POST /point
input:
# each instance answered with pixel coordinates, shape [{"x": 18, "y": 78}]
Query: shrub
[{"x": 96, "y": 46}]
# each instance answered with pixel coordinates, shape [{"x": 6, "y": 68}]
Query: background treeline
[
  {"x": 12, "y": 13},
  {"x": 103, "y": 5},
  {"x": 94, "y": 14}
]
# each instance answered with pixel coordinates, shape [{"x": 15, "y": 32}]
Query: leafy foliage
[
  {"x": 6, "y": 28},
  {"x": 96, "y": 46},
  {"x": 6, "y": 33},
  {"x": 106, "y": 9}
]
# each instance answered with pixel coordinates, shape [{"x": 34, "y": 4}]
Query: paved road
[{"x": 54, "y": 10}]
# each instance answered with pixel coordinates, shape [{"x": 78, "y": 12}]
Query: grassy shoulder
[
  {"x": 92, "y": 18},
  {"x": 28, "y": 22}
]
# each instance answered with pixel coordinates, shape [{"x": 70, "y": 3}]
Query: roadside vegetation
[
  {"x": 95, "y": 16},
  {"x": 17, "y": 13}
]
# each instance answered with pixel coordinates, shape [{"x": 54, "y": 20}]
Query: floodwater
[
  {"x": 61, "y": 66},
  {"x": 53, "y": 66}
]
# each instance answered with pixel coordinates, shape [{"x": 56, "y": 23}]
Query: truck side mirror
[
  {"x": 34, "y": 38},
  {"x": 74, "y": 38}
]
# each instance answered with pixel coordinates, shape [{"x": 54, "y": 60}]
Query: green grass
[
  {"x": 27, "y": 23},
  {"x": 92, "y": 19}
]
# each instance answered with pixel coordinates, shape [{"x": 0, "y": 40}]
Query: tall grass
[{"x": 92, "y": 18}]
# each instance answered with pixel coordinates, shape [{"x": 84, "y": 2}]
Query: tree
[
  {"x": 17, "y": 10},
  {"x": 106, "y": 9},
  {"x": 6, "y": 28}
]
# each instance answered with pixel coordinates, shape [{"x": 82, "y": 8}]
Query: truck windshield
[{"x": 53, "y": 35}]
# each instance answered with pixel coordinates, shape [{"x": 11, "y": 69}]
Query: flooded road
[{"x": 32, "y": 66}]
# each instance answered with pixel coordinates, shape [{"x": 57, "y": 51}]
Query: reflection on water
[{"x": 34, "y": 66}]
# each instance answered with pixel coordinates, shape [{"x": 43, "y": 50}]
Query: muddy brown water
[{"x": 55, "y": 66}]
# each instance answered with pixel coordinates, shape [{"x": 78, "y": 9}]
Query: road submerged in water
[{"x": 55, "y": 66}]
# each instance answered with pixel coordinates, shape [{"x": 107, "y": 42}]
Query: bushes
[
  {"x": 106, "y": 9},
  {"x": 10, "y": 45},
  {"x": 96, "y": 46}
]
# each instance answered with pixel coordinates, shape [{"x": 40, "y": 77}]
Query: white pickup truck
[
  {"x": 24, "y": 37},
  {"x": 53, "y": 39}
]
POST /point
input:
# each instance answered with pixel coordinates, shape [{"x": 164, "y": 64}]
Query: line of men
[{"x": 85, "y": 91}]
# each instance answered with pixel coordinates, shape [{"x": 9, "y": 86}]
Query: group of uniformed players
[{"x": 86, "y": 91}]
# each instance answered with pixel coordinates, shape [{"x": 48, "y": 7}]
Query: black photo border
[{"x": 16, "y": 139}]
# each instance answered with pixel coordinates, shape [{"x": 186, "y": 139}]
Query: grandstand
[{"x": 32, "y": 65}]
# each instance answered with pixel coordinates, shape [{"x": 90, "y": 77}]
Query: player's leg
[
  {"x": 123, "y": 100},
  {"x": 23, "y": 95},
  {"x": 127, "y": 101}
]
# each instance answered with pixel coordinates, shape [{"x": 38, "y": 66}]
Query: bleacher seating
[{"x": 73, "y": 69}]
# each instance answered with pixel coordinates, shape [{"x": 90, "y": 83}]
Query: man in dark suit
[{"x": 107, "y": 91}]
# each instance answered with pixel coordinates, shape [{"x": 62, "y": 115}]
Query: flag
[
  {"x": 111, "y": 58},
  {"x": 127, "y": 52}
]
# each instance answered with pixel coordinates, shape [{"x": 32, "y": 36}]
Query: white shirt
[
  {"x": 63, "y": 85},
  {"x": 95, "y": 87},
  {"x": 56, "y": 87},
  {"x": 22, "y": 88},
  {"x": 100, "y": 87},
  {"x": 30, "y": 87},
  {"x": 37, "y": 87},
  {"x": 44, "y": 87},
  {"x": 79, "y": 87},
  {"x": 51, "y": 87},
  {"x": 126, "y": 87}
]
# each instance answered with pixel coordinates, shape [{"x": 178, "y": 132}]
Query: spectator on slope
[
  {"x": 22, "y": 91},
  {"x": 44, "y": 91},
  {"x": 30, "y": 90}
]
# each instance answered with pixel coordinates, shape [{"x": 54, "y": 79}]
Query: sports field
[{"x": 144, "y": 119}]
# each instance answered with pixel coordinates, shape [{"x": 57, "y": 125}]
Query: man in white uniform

_Brief_. Every line above must appear again in your reply, exactly as written.

_Solved exercise_.
POST /point
input:
# each instance answered with pixel coordinates, shape [{"x": 18, "y": 78}]
Query: shrub
[{"x": 96, "y": 46}]
# each instance answered with pixel coordinates, shape [{"x": 6, "y": 68}]
Query: background treeline
[
  {"x": 12, "y": 13},
  {"x": 103, "y": 5},
  {"x": 94, "y": 14}
]
# each instance answered with pixel coordinates, shape [{"x": 15, "y": 32}]
Query: leafy foliage
[
  {"x": 6, "y": 28},
  {"x": 96, "y": 46},
  {"x": 6, "y": 33},
  {"x": 106, "y": 9}
]
# each instance answered with pixel coordinates, shape [{"x": 34, "y": 4}]
Query: paved road
[{"x": 54, "y": 10}]
# each instance answered with pixel coordinates, shape [{"x": 78, "y": 12}]
Query: grassy shoulder
[
  {"x": 92, "y": 18},
  {"x": 28, "y": 22}
]
# each instance answered with pixel coordinates, shape [{"x": 70, "y": 3}]
Query: roadside vegetation
[
  {"x": 95, "y": 16},
  {"x": 17, "y": 13}
]
# each instance answered with pixel coordinates, shape [{"x": 54, "y": 20}]
Query: floodwater
[
  {"x": 61, "y": 66},
  {"x": 53, "y": 66}
]
# each instance answered with pixel coordinates, shape [{"x": 56, "y": 23}]
Query: truck side mirror
[
  {"x": 34, "y": 38},
  {"x": 74, "y": 38}
]
# each instance answered with pixel coordinates, shape [{"x": 54, "y": 60}]
Query: green grass
[
  {"x": 27, "y": 23},
  {"x": 92, "y": 19}
]
# each instance answered with pixel coordinates, shape [{"x": 0, "y": 40}]
Query: tall grass
[{"x": 92, "y": 18}]
# each instance answered with pixel coordinates, shape [{"x": 84, "y": 2}]
Query: tree
[
  {"x": 17, "y": 10},
  {"x": 106, "y": 9},
  {"x": 6, "y": 28}
]
# each instance answered with pixel coordinates, shape [{"x": 82, "y": 8}]
Query: truck windshield
[{"x": 53, "y": 35}]
# each instance answered with pixel coordinates, shape [{"x": 11, "y": 69}]
Query: flooded road
[{"x": 32, "y": 66}]
# each instance answered with pixel coordinates, shape [{"x": 57, "y": 51}]
Query: reflection on water
[{"x": 34, "y": 66}]
# each instance answered with pixel coordinates, shape [{"x": 43, "y": 50}]
Query: muddy brown water
[{"x": 55, "y": 66}]
# each instance answered with pixel coordinates, shape [{"x": 78, "y": 9}]
Query: road submerged in water
[{"x": 55, "y": 66}]
# each instance answered with pixel coordinates, shape [{"x": 107, "y": 42}]
Query: bushes
[
  {"x": 106, "y": 9},
  {"x": 10, "y": 45},
  {"x": 96, "y": 46}
]
# each instance answered with pixel coordinates, shape [{"x": 40, "y": 77}]
Query: white pickup truck
[
  {"x": 24, "y": 37},
  {"x": 53, "y": 39}
]
POST /point
input:
# each instance answered with pixel coordinates, shape [{"x": 164, "y": 64}]
Query: line of men
[{"x": 85, "y": 91}]
# each instance answered with pixel coordinates, shape [{"x": 9, "y": 86}]
Query: group of uniformed players
[{"x": 86, "y": 91}]
# each instance answered with pixel coordinates, shape [{"x": 48, "y": 7}]
Query: black photo border
[{"x": 16, "y": 139}]
# each instance answered with pixel coordinates, shape [{"x": 186, "y": 139}]
Query: grandstand
[{"x": 32, "y": 65}]
# each instance answered with pixel coordinates, shape [{"x": 90, "y": 77}]
Query: player's leg
[
  {"x": 123, "y": 100},
  {"x": 23, "y": 95},
  {"x": 127, "y": 101}
]
# each instance answered with pixel coordinates, shape [{"x": 38, "y": 66}]
Query: bleacher seating
[{"x": 73, "y": 69}]
# each instance answered with pixel coordinates, shape [{"x": 90, "y": 83}]
Query: man in dark suit
[{"x": 107, "y": 91}]
# each instance answered with pixel coordinates, shape [{"x": 62, "y": 115}]
Query: flag
[
  {"x": 111, "y": 58},
  {"x": 127, "y": 52}
]
# each instance answered with pixel coordinates, shape [{"x": 32, "y": 36}]
Query: white shirt
[
  {"x": 63, "y": 85},
  {"x": 95, "y": 87},
  {"x": 56, "y": 87},
  {"x": 22, "y": 88},
  {"x": 100, "y": 87},
  {"x": 30, "y": 87},
  {"x": 37, "y": 87},
  {"x": 44, "y": 87},
  {"x": 79, "y": 87},
  {"x": 51, "y": 87},
  {"x": 126, "y": 87}
]
# each instance answered with pixel coordinates, shape [{"x": 178, "y": 132}]
Query: spectator on slope
[
  {"x": 22, "y": 91},
  {"x": 44, "y": 91},
  {"x": 30, "y": 90}
]
# each instance answered with pixel coordinates, shape [{"x": 54, "y": 79}]
Query: sports field
[{"x": 144, "y": 119}]
# each instance answered with pixel coordinates, shape [{"x": 57, "y": 125}]
Query: man in white uniform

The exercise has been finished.